Goals:
1: Using the Poseidon dataset announcement, decide whether each statement agrees with it: (a) the dataset holds over 33,000 hours of prompted speech; (b) the speech was gathered over several years; (c) most public voice datasets prioritize non-Western languages. Answer yes or no for each, quoting the words of the announcement that settle it.
2: According to the Poseidon dataset announcement, which public datasets does Figure 1 compare Poseidon with?
3: Write the next part of the Poseidon dataset announcement, picking up after the Figure 1 caption.

Source:
○ ○ ○ ○
Introducing the Poseidon Voice AI Dataset

January 28, 2026
Why We Need Under-Represented Language Datasets for Voice AI
Public voice datasets suffer from structural imbalances. Most prioritize Western languages, offer limited coverage of real-world acoustic environments, and often lack transparent quality-control standards. As a result, speech-to-text (STT) and text-to-speech (TTS) systems frequently underperform for the majority of global users who do not speak English or who communicate in environments far noisier than studio conditions. Addressing this gap requires large, rights-cleared corpora capturing linguistic, cultural, and acoustic diversity at scale.

Our Dataset at a Glance
The Poseidon Voice AI Dataset contains over 33,000 hours of prompted speech collected in approximately three weeks from thousands of globally distributed contributors. Languages include Hindi, Urdu, Indonesian, Vietnamese, Korean, Mandarin, and additional under-represented languages with limited existing training data. In several of these languages, our corpus exceeds the scale of public datasets built over many years. Figure 1 illustrates Poseidon’s language coverage relative to major public datasets.

Figure 1. Hours of recorded audio per language in Poseidon compared with Common Voice, FLEURS, MLS, and VoxPopuli. Poseidon achieves an order-of-magnitude increase for multiple low-resource languages in a fraction of the collection time.
○ ○ ○ ○
Records from a dataset:

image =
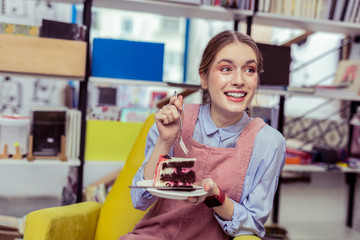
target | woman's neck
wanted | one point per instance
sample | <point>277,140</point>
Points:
<point>224,120</point>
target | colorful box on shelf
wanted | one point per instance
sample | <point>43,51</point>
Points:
<point>112,58</point>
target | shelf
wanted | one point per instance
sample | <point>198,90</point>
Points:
<point>118,81</point>
<point>42,56</point>
<point>174,9</point>
<point>311,230</point>
<point>317,168</point>
<point>333,94</point>
<point>313,25</point>
<point>41,162</point>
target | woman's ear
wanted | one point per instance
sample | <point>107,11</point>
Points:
<point>203,81</point>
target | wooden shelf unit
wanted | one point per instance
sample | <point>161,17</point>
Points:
<point>42,56</point>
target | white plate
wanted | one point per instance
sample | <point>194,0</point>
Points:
<point>177,195</point>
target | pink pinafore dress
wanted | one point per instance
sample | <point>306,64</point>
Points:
<point>173,219</point>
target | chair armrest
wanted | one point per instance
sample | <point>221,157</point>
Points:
<point>76,221</point>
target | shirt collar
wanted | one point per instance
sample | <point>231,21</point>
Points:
<point>227,132</point>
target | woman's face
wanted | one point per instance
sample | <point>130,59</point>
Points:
<point>231,82</point>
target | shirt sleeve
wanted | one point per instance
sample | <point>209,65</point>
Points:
<point>140,197</point>
<point>266,163</point>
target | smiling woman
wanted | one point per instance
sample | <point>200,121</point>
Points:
<point>236,162</point>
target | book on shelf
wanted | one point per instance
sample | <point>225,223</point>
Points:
<point>346,82</point>
<point>348,75</point>
<point>339,10</point>
<point>73,128</point>
<point>19,29</point>
<point>194,2</point>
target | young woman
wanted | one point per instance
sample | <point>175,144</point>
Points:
<point>239,158</point>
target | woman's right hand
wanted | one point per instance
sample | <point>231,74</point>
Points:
<point>167,120</point>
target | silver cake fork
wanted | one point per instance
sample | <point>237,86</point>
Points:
<point>182,144</point>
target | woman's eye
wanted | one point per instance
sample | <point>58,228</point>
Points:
<point>250,70</point>
<point>225,69</point>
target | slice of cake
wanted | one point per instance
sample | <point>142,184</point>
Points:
<point>174,172</point>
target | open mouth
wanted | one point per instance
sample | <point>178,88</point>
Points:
<point>236,94</point>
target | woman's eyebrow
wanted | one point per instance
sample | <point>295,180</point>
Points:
<point>232,62</point>
<point>225,60</point>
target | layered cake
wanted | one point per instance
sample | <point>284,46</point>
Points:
<point>174,172</point>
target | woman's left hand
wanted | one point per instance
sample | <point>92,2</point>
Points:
<point>209,186</point>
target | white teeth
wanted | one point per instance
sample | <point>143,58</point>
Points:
<point>237,95</point>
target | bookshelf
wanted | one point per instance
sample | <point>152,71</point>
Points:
<point>51,59</point>
<point>173,9</point>
<point>71,162</point>
<point>312,25</point>
<point>42,57</point>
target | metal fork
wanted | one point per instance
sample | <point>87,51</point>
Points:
<point>182,144</point>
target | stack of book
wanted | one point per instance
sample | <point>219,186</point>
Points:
<point>338,10</point>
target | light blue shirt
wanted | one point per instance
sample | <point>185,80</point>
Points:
<point>266,163</point>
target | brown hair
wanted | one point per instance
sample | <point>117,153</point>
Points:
<point>216,44</point>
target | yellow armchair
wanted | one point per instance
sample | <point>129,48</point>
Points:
<point>92,220</point>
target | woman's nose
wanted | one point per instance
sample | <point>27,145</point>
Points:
<point>237,79</point>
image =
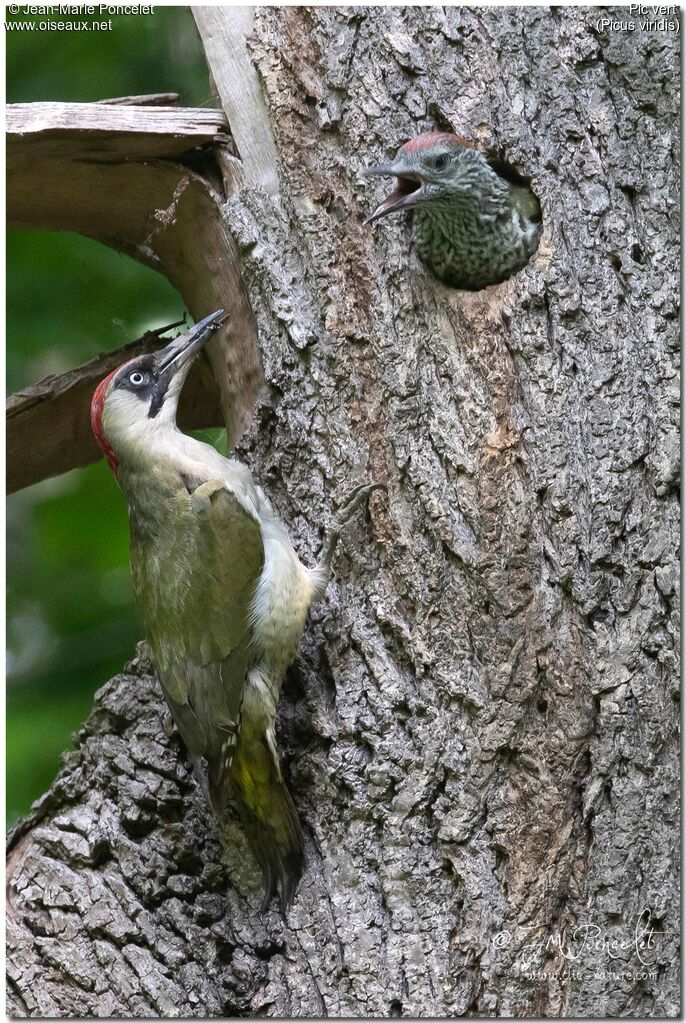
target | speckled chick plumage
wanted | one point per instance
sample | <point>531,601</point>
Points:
<point>471,226</point>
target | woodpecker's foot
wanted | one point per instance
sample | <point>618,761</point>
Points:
<point>168,725</point>
<point>356,500</point>
<point>201,776</point>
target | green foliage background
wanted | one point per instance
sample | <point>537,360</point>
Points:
<point>71,619</point>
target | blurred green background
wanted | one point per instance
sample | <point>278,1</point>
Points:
<point>71,619</point>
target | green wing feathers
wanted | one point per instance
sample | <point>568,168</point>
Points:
<point>195,587</point>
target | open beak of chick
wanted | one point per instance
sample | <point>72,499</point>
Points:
<point>405,195</point>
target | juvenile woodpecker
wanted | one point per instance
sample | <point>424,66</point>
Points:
<point>220,589</point>
<point>471,226</point>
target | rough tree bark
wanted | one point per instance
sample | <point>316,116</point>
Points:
<point>481,729</point>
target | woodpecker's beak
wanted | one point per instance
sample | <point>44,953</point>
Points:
<point>182,350</point>
<point>406,193</point>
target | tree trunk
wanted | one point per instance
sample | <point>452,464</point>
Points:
<point>481,730</point>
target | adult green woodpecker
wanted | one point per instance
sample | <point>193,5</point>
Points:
<point>471,226</point>
<point>221,592</point>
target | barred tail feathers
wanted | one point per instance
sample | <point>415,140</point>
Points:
<point>267,811</point>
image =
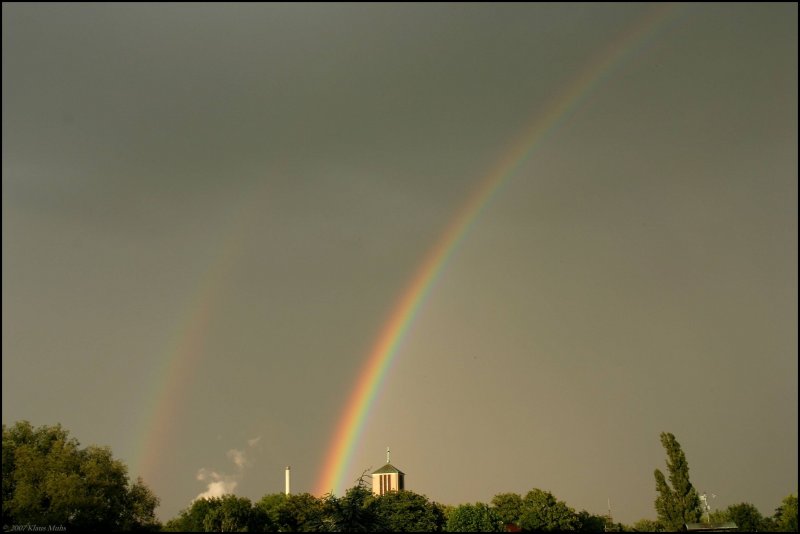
○ ○ ○ ○
The answers:
1:
(a) Yes: "over 33,000 hours of prompted speech"
(b) No: "collected in approximately three weeks"
(c) No: "Most prioritize Western languages"

2: Common Voice, FLEURS, MLS, and VoxPopuli.

3:
Figure 2. Standard voice datasets, like Mozilla’s Common Voice, took years to collect. Poseidon’s crowdsourced approach scaled globally in just weeks, as seen above.
Benefits of Crowdsourcing via Incentivized Participation
Leveraging decentralized, incentive-driven participation for data collection provides three advantages. First, contributors can join globally, enabling rapid scaling. Second, real-world acoustic settings (background noise, varied microphones, spontaneous behavior) are naturally captured rather than artificially filtered. Third, tracking data contributions through secure provenance infrastructure ensures transparent data lineage, enabling compliant licensing for AI training workflows.
Challenges of Crowdsourcing
Open participation inevitably introduces diversity in acoustic quality. Contributors may submit partial transcripts, incorrect languages, recordings with severe background interference etc. Detecting and filtering such anomalies requires a rigorous, multi-stage validation pipeline.
The Poseidon App – How We Collected Data
Contributors recorded 30–60 second utterances by reading ground-truth text in their native language. Authentication occurred through a unique seed phrase tied to each contributor’s secure account, establishing a persistent voice anchor. Users consented to dataset usage for AI workflows and submitted recordings across topics including banking, customer support, sports, and general conversation. Integration with World, a proof-of-humanity protocol, made Poseidon the top trending AI app on the World app store. Web-based uploads were also supported.

Figure 3. Example of the Poseidon voice collection app and transcripts in the Korean campaign.
The Data Collection Process and Data Rights
Our initial campaign (“Season 1”) produced over 33,000 hours of raw audio with associated transcripts, metadata, and authentication samples. All data is rights-cleared, with provenance anchored via Story’s Intellectual Property (IP) framework to support downstream research and enterprise use.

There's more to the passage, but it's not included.